* [本文]
+ + + + + + +
1.能力、成績不良を理由とする解雇の概要

① 一般的な判例の傾向

労働者の事情を理由とする解雇には、①傷病等による労働能力の低下を理由とする解雇、②能力不足・適格性欠如を理由とする解雇、③非違行為を理由とする解雇などがありますが、いずれの場合も、「客観的に合理的な理由を欠き、社会通念上相当であると認められない場合」、解雇権の濫用となることを定めている労働契約法16条により判断され、解雇事由の客観的合理性と解雇の社会的相当性が審査されます。この「解雇権濫用法理」のハードル自体も高いですが、その中でも、能力不足・適格性欠如を理由とする解雇は、有効と判断されることが最も難しいケースになるかと思います。大きな理由は、職種が限定されずに雇用されるケースが多く、能力不足や適格性の欠如があっても、人事異動で解雇を回避することが企業に求められることや、新卒一括採用が一般的であることから、労働者の教育訓練は企業の責任であるとの考えが根強いためです。
+ + + + + + +
* [指示 A] 能力不足による解雇の解説文で、解雇権の濫用となる場合を定めているとされている法律の条文は何か。
* [指示 B] 能力不足による解雇の解説文を、最後の文の後から書き継いでください。

ポインティングデータセットの行:
+ + + + + + +
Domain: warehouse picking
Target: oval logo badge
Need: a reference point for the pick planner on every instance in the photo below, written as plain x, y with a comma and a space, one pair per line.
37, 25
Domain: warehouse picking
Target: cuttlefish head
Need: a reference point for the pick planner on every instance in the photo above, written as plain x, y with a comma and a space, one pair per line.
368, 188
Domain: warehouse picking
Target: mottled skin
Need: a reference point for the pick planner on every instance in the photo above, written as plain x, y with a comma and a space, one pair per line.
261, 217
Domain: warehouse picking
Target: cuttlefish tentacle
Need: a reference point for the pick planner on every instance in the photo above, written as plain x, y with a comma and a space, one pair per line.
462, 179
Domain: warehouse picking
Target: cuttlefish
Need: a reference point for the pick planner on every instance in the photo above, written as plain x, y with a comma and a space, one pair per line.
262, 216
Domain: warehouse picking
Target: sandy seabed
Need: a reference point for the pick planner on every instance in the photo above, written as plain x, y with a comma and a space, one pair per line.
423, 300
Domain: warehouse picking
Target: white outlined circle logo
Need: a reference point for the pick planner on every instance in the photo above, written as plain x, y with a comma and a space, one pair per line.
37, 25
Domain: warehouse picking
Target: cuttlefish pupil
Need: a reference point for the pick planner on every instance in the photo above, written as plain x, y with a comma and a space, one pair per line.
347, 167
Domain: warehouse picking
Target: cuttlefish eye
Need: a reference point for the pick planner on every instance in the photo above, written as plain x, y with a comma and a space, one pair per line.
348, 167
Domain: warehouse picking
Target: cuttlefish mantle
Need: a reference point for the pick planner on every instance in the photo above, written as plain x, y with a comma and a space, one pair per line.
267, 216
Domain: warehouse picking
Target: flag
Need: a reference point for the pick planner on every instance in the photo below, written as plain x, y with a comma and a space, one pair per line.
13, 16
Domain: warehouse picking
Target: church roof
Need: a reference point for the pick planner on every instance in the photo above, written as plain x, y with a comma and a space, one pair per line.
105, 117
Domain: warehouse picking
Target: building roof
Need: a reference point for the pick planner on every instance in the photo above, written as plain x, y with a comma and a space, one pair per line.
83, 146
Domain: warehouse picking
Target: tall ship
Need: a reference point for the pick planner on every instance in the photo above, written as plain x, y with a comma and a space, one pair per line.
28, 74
+ + + + + + +
* [出力 A] 労働契約法16条です。

* [出力 B]
こういうこともあり、能力不足、成績不良を理由とする解雇が許されるのは、能力不足や成績不良の程度が著しい場合に限られるとするのが判例の一般的な傾向で、また、能力や適性に問題がある場合でも、教育訓練や能力に見合った配置転換をするなどの解雇回避義務をとるべきであり、このような回避措置をとることなく、いきなり解雇した場合、解雇を無効とする例が少なくありません。
例えば、セガ・エンタープライゼス事件(東京地判平11.10.15労判770号34頁)では、平成2年採用の大学院卒男性社員が入社以降、配属された部署で的確が業務遂行ができず、解雇直前の平成10年度の3回の人事考課がいずれも下位10%未満であり、同人の業務遂行が平均的な水準に達していないことを認定しつつも、就業規則の「労働能率が劣り、向上の見込みがないと認めたとき」とは、「平均的な水準に達していないというだけでは不十分であり、著しく労働能率が劣り、しかも向上の見込みがないときでなければならない」とし、さらに人事考課の点についても、効果が絶対評価でなく相対評価であることから、人事評価から直ちに当該労働者の労働能力が著しく劣り、向上の見込みがないとまでは言えず、さらに体系的な教育、指導を実施することで当該労働者の労働能力の向上を図る余地があるとして、解雇を無効としています。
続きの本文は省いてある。